[Source text]:
Rockets of Today

CTS-100 STARLINER— USA, 2019/2024?

This is a traditional conical capsule which looks a lot like an Orion, only smaller and with fewer windows — one big square one and two little round ones, one of which is on the door. It also comes from a ULA partner, but the two have less in common than you’d expect. As hinted by the “liner” name, this comes from Boeing (the part which in a former life was mostly McDonnell Douglas)... but they got it from a smaller aerospace company named Bigelow, who started from a project originally called “Orion Lite” (which got early assistance from Lockheed’s Orion team) and diverged from there. So yeah, they may not have much in common, but originally they were supposed to have. They reached a point where they decided to throw out the Orion heritage and start clean; that was the best way to achieve lite-ness.

(Bigelow is a name we might have heard a lot more from. They were planning and designing the first private, for-profit space station! They have tested a small scale version of it as a module on the ISS. It’s inflatable! And then they wanted to put one in orbit around the moon. Robert Bigelow also runs a hotel chain called Budget Suites of America, and his eventual goal is to own hotels in space. There’s a rumor that he may be a UFO believer. The plan was to lift their station on a Vulcan — ULA would apparently be some sort of partner in the venture. One claimed advantage of the soft inflatable material is that it should be much better at blocking both radiation and micrometeorites than sheet metal is, though the tests of this in the small test version on the space station failed to bear out any claimed benefits on the radiation level. Unfortunately Bigelow laid off its entire workforce during the Covid-19 pandemic. They claim they will rehire them someday, but many did not believe this, and there’s no sign of any activity resuming.)

[Tasks to carry out]:
(a) For each statement, say whether the Starliner text agrees with it (yes or no), and quote the words from the text that decide it.
(i) The Starliner capsule has more windows than an Orion.
(ii) Bigelow tested a small-scale version of its station as a module on the ISS.
(iii) Tests on the ISS confirmed that the inflatable material gave better radiation protection.
(b) According to the Starliner text, what hotel chain does Robert Bigelow run?
(c) Take the Starliner text further from its last sentence.
The entries that come after the Starliner text have nothing to do with it.

[Given information]:

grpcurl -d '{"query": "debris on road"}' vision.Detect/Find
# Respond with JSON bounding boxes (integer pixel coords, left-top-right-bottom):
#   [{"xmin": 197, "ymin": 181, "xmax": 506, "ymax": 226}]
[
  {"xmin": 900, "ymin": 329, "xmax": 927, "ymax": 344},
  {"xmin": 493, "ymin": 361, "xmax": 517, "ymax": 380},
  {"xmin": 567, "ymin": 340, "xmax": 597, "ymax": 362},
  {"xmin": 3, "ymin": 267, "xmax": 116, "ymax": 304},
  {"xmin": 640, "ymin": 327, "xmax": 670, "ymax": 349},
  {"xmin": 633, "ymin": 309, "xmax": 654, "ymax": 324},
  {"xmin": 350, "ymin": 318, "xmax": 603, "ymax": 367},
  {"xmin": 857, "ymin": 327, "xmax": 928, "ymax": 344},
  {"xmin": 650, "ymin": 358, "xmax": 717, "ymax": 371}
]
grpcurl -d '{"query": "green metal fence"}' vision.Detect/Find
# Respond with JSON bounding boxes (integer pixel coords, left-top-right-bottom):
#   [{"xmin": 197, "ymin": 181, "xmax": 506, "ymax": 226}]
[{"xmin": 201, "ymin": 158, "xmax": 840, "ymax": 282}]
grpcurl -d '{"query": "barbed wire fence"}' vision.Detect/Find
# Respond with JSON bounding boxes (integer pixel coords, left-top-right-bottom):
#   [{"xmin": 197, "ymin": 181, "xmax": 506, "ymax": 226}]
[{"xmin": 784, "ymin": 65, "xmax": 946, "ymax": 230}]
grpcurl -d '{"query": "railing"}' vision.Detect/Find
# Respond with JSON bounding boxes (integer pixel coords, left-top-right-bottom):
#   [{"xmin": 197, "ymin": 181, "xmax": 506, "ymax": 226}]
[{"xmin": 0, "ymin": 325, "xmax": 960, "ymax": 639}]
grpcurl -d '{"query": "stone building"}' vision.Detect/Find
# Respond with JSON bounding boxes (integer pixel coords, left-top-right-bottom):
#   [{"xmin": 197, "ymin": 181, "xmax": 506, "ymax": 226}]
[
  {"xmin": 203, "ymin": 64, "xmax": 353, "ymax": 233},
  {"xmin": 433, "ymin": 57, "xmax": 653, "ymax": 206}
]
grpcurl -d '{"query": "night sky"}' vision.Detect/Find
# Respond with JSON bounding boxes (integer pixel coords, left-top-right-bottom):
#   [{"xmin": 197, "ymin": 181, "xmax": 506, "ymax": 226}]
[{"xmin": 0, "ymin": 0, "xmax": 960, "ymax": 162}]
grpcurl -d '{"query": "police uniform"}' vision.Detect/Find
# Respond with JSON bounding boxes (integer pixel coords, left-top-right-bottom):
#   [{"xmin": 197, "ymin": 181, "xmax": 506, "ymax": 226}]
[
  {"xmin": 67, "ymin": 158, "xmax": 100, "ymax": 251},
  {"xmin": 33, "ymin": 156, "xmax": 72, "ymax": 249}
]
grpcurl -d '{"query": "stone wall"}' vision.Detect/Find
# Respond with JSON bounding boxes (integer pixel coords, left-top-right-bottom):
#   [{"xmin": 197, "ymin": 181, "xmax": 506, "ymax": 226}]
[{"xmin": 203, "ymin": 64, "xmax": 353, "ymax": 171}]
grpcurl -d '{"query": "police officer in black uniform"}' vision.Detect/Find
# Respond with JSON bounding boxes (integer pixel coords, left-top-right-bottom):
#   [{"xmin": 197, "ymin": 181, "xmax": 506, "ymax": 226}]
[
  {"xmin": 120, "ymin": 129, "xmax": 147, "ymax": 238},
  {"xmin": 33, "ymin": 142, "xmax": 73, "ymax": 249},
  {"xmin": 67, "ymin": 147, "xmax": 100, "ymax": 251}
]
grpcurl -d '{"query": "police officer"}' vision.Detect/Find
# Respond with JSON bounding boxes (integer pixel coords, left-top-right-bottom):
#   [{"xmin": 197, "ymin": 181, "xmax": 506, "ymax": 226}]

[Numbered answers]:
(a)
(i) No: "only smaller and with fewer windows"
(ii) Yes: "They have tested a small scale version of it as a module on the ISS."
(iii) No: "the tests of this in the small test version on the space station failed to bear out any claimed benefits on the radiation level"

(b) Budget Suites of America.

(c)
Unlike the Orion or the Dragon, this has no ambitions to go any further from Earth than the ISS or similar space stations. It could ride on any appropriately sized launch vehicle, and seat up to five people (it was originally going to be seven) in an 11 cubic meter cabin... as far as NASA is concerned, IIS flights would be limited to four seats, but Boeing talked them into adding a fifth seat, which they can sell to an IIS tourist. The size and dry mass and interior volume are roughly similar to those of the Dragon, though the shape is shorter and wider. It’s a bit roomier overall, but the layout gives less subjective feeling of space, at least to my eye.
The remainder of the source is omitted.